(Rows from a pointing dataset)
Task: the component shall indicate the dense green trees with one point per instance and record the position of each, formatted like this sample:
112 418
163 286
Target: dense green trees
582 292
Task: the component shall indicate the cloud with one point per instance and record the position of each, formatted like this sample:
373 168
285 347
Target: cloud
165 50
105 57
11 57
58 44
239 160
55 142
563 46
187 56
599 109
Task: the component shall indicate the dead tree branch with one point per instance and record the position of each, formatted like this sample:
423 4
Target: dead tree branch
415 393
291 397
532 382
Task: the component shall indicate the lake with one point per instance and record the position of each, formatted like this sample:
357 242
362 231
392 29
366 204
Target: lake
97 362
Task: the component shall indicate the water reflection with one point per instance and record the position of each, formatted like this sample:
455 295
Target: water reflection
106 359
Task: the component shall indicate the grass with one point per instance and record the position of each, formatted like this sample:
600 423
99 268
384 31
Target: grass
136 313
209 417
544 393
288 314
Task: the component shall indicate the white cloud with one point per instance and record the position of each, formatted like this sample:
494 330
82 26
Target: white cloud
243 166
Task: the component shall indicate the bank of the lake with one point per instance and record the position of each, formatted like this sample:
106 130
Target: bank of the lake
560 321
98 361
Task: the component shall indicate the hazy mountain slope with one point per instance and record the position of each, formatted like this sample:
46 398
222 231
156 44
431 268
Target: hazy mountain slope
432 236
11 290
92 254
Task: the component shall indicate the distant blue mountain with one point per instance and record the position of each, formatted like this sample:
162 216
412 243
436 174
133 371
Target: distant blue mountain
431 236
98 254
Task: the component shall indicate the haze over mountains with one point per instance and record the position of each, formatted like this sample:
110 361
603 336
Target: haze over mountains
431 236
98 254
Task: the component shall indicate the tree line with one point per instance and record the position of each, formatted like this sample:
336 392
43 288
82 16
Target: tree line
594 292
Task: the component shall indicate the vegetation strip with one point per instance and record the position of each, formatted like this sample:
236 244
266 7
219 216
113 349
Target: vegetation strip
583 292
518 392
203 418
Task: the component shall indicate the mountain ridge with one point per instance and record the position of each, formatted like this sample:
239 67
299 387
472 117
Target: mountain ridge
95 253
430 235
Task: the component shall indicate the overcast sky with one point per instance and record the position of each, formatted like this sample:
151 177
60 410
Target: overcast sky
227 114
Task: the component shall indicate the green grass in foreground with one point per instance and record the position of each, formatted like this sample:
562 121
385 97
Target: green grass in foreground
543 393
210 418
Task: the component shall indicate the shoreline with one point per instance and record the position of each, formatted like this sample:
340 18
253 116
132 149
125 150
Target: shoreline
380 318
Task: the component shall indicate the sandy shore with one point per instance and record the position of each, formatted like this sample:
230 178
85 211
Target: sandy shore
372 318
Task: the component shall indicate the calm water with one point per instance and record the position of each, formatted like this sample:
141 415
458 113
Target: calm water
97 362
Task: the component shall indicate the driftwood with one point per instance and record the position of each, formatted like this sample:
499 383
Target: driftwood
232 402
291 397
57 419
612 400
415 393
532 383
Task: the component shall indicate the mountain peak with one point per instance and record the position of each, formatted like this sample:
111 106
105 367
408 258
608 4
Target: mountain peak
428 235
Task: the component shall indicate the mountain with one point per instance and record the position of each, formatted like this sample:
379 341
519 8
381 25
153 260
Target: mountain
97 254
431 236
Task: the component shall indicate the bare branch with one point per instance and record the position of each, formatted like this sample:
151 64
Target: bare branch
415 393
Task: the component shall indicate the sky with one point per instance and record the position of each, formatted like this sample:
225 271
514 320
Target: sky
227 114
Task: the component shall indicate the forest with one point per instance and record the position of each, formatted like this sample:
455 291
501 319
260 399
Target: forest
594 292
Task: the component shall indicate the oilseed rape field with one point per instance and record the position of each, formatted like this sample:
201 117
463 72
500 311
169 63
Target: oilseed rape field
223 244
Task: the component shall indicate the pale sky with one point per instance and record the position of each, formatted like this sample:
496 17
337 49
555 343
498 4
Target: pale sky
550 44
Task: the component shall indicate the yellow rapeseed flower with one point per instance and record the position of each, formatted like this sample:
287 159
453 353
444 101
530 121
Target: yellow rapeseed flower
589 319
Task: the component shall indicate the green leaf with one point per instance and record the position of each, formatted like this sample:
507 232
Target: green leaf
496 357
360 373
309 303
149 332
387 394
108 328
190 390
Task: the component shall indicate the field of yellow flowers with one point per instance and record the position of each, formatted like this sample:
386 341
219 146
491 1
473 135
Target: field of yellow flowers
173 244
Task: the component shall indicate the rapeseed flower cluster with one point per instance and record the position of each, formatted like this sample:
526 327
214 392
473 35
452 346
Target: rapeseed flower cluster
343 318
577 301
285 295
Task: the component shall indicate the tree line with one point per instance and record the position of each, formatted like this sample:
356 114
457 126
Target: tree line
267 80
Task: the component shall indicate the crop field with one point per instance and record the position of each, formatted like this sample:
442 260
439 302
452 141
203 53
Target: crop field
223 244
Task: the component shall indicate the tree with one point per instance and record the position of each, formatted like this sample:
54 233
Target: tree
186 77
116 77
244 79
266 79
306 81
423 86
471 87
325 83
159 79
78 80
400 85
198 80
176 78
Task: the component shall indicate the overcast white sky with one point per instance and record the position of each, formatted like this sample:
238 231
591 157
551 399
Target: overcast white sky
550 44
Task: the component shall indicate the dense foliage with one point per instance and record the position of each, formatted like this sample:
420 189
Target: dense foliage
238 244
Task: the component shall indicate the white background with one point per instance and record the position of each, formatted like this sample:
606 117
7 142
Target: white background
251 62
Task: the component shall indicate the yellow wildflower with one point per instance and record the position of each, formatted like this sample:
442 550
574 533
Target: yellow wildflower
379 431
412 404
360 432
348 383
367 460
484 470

**Written exercise**: Please give these rows again, swapping "the component shall indicate" for "the labeler must mark" in every row and leaving everything else unchanged.

**Answer to the task**:
Task: the labeler must mark the dense green trees with one point per instance and record the position of each, formatted like this sample:
112 418
163 286
Target: dense green trees
582 292
Task: the labeler must mark the cloud with one point per instance and record the position of each, formatted like this sample:
373 168
285 347
Target: cloud
165 50
105 57
11 57
58 44
239 160
55 142
563 46
187 56
599 109
Task: the labeler must mark the dead tree branch with one point per instance and record the position of each, formatted like this sample:
423 4
Target: dead tree branch
415 393
291 397
532 382
Task: the labeler must mark the lake with one point per instance and record the position of each, formatted like this sample:
357 242
362 231
392 29
366 204
Target: lake
97 362
Task: the labeler must mark the water reflection with one point per instance and record the position of each, formatted like this sample:
455 295
Target: water reflection
106 359
Task: the labeler must mark the grass with one point per instance and record the position of each, formatted like this sample:
600 423
99 268
384 31
Target: grass
136 313
209 417
544 393
288 314
Task: the labeler must mark the white cloud with one point per instance and record the position of each, formatted like this sample:
494 330
82 26
Target: white cloud
243 166
Task: the labeler must mark the bank of the lake with one point per instance and record the position of each, formatted like this sample:
106 130
Target: bank of the lake
560 321
98 361
Task: the labeler must mark the hazy mountain slope with one point per instance and record the position of each, formatted like this sample:
46 398
222 231
156 44
431 268
Target: hazy mountain slope
432 236
11 290
92 254
Task: the labeler must mark the distant blue mountain with one point per instance and record the position of each, formatted like this sample:
162 216
412 243
436 174
133 371
Target: distant blue mountain
431 236
98 254
Task: the labeler must mark the haze over mountains with one point per instance and record the position of each, formatted like this sample:
110 361
603 336
Target: haze over mountains
431 236
98 254
Task: the labeler must mark the tree line with one point per instance and record the position of each, formatted like this sample:
336 392
43 288
82 16
Target: tree line
594 292
Task: the labeler must mark the vegetation strip with one point per instance and record the position of each, formatted like this sample:
236 244
266 7
219 216
113 349
Target: vegetation strip
583 292
518 392
203 418
Task: the labeler must mark the mountain ridge with one point per instance and record the position of each, formatted like this sample:
239 67
299 387
472 117
Target: mountain ridge
95 253
430 235
Task: the labeler must mark the overcast sky with one point per instance and record the position of each, formatted like this sample:
151 177
60 410
Target: overcast sky
227 114
Task: the labeler must mark the green grass in foreground with one point per instance and record the position of each, formatted like this sample:
562 121
385 97
Target: green grass in foreground
543 393
210 418
Task: the labeler must mark the shoreline with one point per instance and record the position of each, formatted like this sample:
340 18
253 116
132 149
125 150
Target: shoreline
380 318
Task: the labeler must mark the sandy shore with one point per instance and record the position of each, formatted like this sample:
230 178
85 211
Target: sandy shore
372 318
Task: the labeler must mark the calm water with one point per instance and record the position of each, formatted like this sample:
141 415
458 113
Target: calm water
97 362
Task: the labeler must mark the driftwood with one point per instance and record the position of each, formatted like this sample:
499 383
Target: driftwood
232 402
291 397
57 419
612 400
415 393
532 383
Task: the labeler must mark the mountain peak with one point per instance and record the position of each, formatted like this sample:
111 106
105 367
408 258
608 4
Target: mountain peak
428 235
Task: the labeler must mark the mountain with one point per instance and record the position of each, formatted like this sample:
379 341
519 8
381 25
153 260
Target: mountain
97 254
431 236
Task: the labeler must mark the bare branch with one point per instance and record the position of each, formatted like this sample:
151 64
Target: bare branch
415 393
Task: the labeler must mark the sky with one point per instance and record the position of each, formatted like this sample:
225 271
514 320
Target: sky
227 114
Task: the labeler must mark the forest with one point per instance and record the position of each, formatted like this sample:
455 291
501 319
260 399
Target: forest
594 292
Task: the labeler must mark the oilseed rape field with one point per instance and record the position of each, formatted like this sample:
201 117
463 72
500 311
169 63
Target: oilseed rape field
223 244
Task: the labeler must mark the pale sky with one point per instance and record the position of each, formatted like this sample:
496 17
337 49
555 343
498 4
Target: pale sky
550 44
Task: the labeler must mark the yellow rapeseed flower with one point per instance and record the position of each, formatted like this sample:
287 159
453 353
444 101
530 121
Target: yellow rapeseed flower
589 319
Task: the labeler must mark the green leaf with one point per instance and record the position of each, formatted like this sample:
507 232
Target: green leaf
496 357
360 373
309 303
149 332
387 394
108 328
190 390
Task: the labeler must mark the field of yellow flowers with one point per instance and record the position of each, formatted like this sample:
386 341
219 146
491 1
473 135
Target: field of yellow flowers
173 244
Task: the labeler must mark the rapeseed flower cluster with one point per instance and record the position of each, formatted like this sample:
526 327
214 392
473 35
452 346
Target: rapeseed flower cluster
343 318
577 301
285 295
Task: the labeler must mark the tree line with one point per instance and record the position of each, formatted like this sample:
356 114
457 126
Target: tree line
267 80
Task: the labeler must mark the crop field with one point per instance and record the position of each, formatted like this sample:
442 260
439 302
452 141
203 53
Target: crop field
223 244
Task: the labeler must mark the tree with one point per instance and record the position of each, formatted like this sample:
54 233
Target: tree
186 77
116 77
244 79
266 79
306 81
423 86
471 87
325 83
159 79
78 80
400 85
198 80
176 78
Task: the labeler must mark the overcast white sky with one point per instance and record the position of each, formatted like this sample:
238 231
591 157
551 399
Target: overcast white sky
550 44
Task: the labeler must mark the dense foliage with one point per instance and record the position of each, formatted like this sample:
420 189
Target: dense foliage
238 244
Task: the labeler must mark the white background with one point per instance and record the position of each, formatted like this sample:
606 117
7 142
Target: white background
251 62
Task: the labeler must mark the yellow wildflower with one point per instance and record the position of each, formatted like this sample:
442 550
574 533
Target: yellow wildflower
379 431
412 404
360 432
348 383
367 460
484 470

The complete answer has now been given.